Copy out, word for word, the part of the piece below on women and opioid addiction that begins at "Special Treatment Considerations" and stops after "with these problems.".

━━ EXTRACT TO READ

For many years, providers saw prescription pain addiction as mainly a problem for men. But increasingly, it is clear that opioid abuse is a growing crisis for women. A recent federal report outlines the gravity of the situation: more women are dying from narcotic overdoses (this includes pain pills such as OxyContin) than from cervical cancer or homicide. According to the Centers for Disease Control, this translates to a nearly 400% increase since 1999.
The Reasons Behind the Addiction Crisis
The reasons behind the addiction crisis are very clear. First, it was precipitated by easy access to pain medications. This is especially true for women, who were not only prescribed narcotics in record numbers, but their prescription dose was often higher than for men. Some research has suggested that chronic pain problems, such as fibromyalgia, may have helped fuel this trend.
Second, women appear more vulnerable to the effects of the drugs. According to researchers, female hormones probably make it easier for women to become physiologically addicted. That means they 'telescope' more quickly than men, and move rapidly from casual use to addiction.
Treatment Access for Women
For many women, the barriers to seeking treatment can seem overwhelming. Many have young children that they are responsible for and worry about childcare issues. Others are afraid that they will be stigmatized because of their addiction, and report higher rates of guilt and shame. For this reason, researchers suggest that women attend rehab programs that are not only sensitive to these issues, but are prepared to treat them holistically.
It used to be thought that women had a much poorer prognosis than men in treatment, but research suggests that with the right intervention, women actually have higher completion rates and lower rates of relapse. For most women, the optimal treatment is an opiates rehab for women only. This is partly due to the way that women are socialized. In groups, women are often more willing to build a trusting therapeutic relationship. They form stronger treatment bonds and are more willing to share and talk about their feelings.
Special Treatment Considerations
Women entering treatment often have complicated histories of mental health issues that need to be addressed. Many have histories of depression, anxiety and trauma. Often, these problems have contributed to their drug dependency. Many women find that in order to treat their drug addiction, they need to learn how to understand and cope with these problems.
Although the growing drug crisis is alarming, the outlook for women who get into treatment is very good. Keep in mind that the best treatment options are usually gender specific and include staff that are knowledgeable about the special needs, resources and strengths of the women that they treat. With the right intervention and support, most addicts can turn their life around and begin the journey towards recovery.

━━━━
━━ GIVEN MATERIAL

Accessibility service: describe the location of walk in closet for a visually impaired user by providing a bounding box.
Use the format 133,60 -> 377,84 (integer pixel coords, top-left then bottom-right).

━━━━

## RESPONSE FOR THIS EXERCISE
Special Treatment Considerations
Women entering treatment often have complicated histories of mental health issues that need to be addressed. Many have histories of depression, anxiety and trauma. Often, these problems have contributed to their drug dependency. Many women find that in order to treat their drug addiction, they need to learn how to understand and cope with these problems.